### EXERCISE OBJECTIVE
Only the text should be kept: print every entry below exactly and leave each image out.

### DATA LISTING

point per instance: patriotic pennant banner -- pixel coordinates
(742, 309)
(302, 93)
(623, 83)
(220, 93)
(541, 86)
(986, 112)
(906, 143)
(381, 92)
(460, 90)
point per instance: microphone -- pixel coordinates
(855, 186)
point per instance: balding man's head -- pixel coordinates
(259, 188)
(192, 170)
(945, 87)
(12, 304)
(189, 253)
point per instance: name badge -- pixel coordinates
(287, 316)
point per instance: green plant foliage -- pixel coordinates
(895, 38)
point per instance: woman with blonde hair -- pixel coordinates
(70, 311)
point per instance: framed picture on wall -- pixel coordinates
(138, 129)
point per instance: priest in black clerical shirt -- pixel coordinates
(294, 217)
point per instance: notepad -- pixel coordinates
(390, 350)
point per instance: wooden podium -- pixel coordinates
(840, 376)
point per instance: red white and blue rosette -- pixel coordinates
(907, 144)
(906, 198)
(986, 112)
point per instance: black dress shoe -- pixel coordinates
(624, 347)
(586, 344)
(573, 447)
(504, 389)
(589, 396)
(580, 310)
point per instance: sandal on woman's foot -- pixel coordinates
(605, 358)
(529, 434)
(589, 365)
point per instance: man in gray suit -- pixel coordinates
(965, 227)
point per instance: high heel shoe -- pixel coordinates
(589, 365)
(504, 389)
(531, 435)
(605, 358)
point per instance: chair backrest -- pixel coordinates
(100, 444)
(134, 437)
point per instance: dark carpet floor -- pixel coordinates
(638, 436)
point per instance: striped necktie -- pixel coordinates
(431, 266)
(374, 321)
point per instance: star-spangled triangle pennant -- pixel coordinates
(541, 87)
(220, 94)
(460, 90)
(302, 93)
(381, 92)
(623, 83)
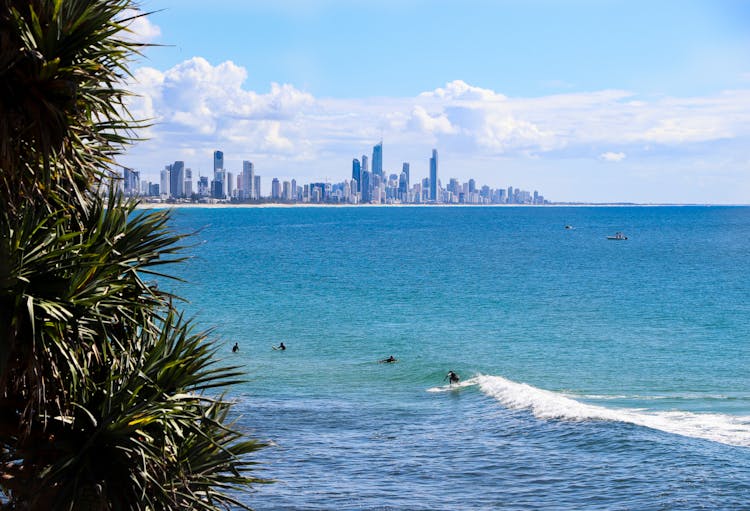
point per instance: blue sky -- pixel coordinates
(583, 100)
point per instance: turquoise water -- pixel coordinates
(596, 374)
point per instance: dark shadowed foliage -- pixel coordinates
(108, 398)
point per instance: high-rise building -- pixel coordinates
(403, 188)
(218, 161)
(188, 187)
(229, 187)
(131, 182)
(164, 180)
(377, 160)
(356, 173)
(177, 180)
(203, 190)
(433, 176)
(248, 180)
(366, 186)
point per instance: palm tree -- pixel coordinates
(108, 398)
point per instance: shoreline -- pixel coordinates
(181, 205)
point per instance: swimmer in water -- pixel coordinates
(451, 377)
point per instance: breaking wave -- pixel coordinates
(545, 404)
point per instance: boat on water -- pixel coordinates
(618, 236)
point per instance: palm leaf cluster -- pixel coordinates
(108, 397)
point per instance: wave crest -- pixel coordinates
(545, 404)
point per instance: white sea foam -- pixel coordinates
(545, 404)
(455, 386)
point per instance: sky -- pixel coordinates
(582, 100)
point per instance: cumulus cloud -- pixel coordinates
(203, 106)
(421, 120)
(458, 90)
(613, 157)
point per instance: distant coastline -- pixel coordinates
(229, 205)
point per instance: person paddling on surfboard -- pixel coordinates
(451, 377)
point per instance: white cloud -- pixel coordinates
(422, 121)
(613, 157)
(206, 106)
(458, 90)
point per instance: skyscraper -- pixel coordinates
(248, 180)
(218, 161)
(131, 181)
(228, 185)
(188, 184)
(177, 180)
(433, 176)
(366, 187)
(377, 160)
(164, 180)
(356, 173)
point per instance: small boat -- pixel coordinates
(618, 236)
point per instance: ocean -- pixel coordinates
(595, 374)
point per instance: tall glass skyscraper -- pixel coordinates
(433, 176)
(218, 161)
(377, 159)
(248, 180)
(177, 179)
(357, 173)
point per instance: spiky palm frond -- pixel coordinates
(62, 113)
(106, 394)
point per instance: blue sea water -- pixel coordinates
(596, 374)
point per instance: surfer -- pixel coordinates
(451, 377)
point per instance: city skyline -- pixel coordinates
(595, 102)
(364, 187)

### RESULT OF THE EXERCISE
point per instance: patriotic pennant banner -- pixel coordinates
(742, 309)
(302, 93)
(623, 83)
(220, 93)
(541, 86)
(986, 112)
(906, 143)
(381, 92)
(460, 90)
point per instance: microphone -- pixel coordinates
(855, 186)
point per instance: balding man's head -- pixel coordinates
(259, 188)
(192, 170)
(945, 87)
(12, 304)
(189, 253)
point per instance: name badge -- pixel coordinates
(287, 316)
point per instance: green plant foliage -- pixel coordinates
(895, 38)
point per instance: woman with blonde hair -- pixel coordinates
(70, 311)
point per instance: framed picture on wall -- pixel coordinates
(138, 129)
point per instance: priest in black clerical shirt -- pixel coordinates
(294, 217)
point per instance: notepad -- pixel coordinates
(390, 350)
point per instance: wooden podium -- pixel coordinates
(840, 376)
point per instance: red white and blue rosette -- pixel coordinates
(907, 144)
(906, 198)
(986, 112)
point per instance: black dress shoe -- pixel coordinates
(624, 347)
(586, 344)
(573, 447)
(504, 389)
(589, 396)
(580, 310)
point per instance: sandal on woman's foot -- pixel coordinates
(605, 358)
(529, 434)
(589, 365)
point per instance: man in gray suit -- pixel coordinates
(965, 227)
point per instance: high heel shoe -- pixel coordinates
(589, 365)
(504, 389)
(531, 435)
(605, 358)
point per instance: chair backrest -- pixel coordinates
(100, 444)
(134, 437)
point per instance: dark carpet floor -- pixel coordinates
(638, 436)
point per instance: striped necktie -- pixel coordinates
(431, 266)
(374, 321)
point per instance: star-spangled triangle pennant -- pixel coordinates
(541, 87)
(220, 94)
(460, 90)
(302, 93)
(381, 92)
(623, 83)
point per instance: blue sky -- pixel coordinates
(583, 100)
point per instance: turquoise water -- pixel coordinates
(596, 374)
point per instance: dark shadowed foliage -- pixel coordinates
(108, 398)
point per instance: high-rise building -- pixel coordinates
(403, 188)
(218, 161)
(188, 187)
(229, 187)
(131, 182)
(164, 180)
(377, 160)
(356, 173)
(177, 180)
(203, 190)
(433, 176)
(248, 180)
(366, 186)
point per instance: palm tree -- pixel coordinates
(108, 398)
point per instance: shoreline -- pixel coordinates
(181, 205)
point per instance: swimmer in water -- pixel coordinates
(451, 377)
point per instance: breaking wave -- pixel coordinates
(545, 404)
point per instance: boat on water -- pixel coordinates
(618, 236)
point per instance: palm leaf cluster -- pixel coordinates
(108, 397)
point per instance: wave crest -- pixel coordinates
(545, 404)
point per instance: white sea foam -- pixel coordinates
(545, 404)
(455, 386)
point per instance: sky -- pixel coordinates
(582, 100)
point per instance: cumulus cloud -- pixel coordinates
(203, 106)
(421, 120)
(458, 90)
(613, 157)
point per instance: distant coastline -- pixel coordinates
(229, 205)
point per instance: person paddling on surfboard -- pixel coordinates
(451, 377)
point per instance: white cloud -- pixel coordinates
(422, 121)
(613, 157)
(206, 106)
(458, 90)
point per instance: skyscraper -- pixel coordinates
(248, 180)
(218, 161)
(131, 181)
(228, 185)
(188, 184)
(177, 180)
(433, 176)
(366, 187)
(377, 160)
(164, 180)
(356, 173)
point per instance: small boat -- pixel coordinates
(618, 236)
point per instance: ocean -- pixel coordinates
(595, 374)
point per instance: tall glass skyscraper -- pixel coordinates
(433, 176)
(218, 161)
(377, 159)
(248, 180)
(177, 179)
(357, 173)
point per instance: spiky palm frond -- pixel coordinates
(62, 113)
(106, 394)
point per instance: blue sea water -- pixel coordinates
(596, 374)
point per instance: surfer -- pixel coordinates
(451, 377)
point per instance: city skyline -- pixel coordinates
(595, 102)
(364, 187)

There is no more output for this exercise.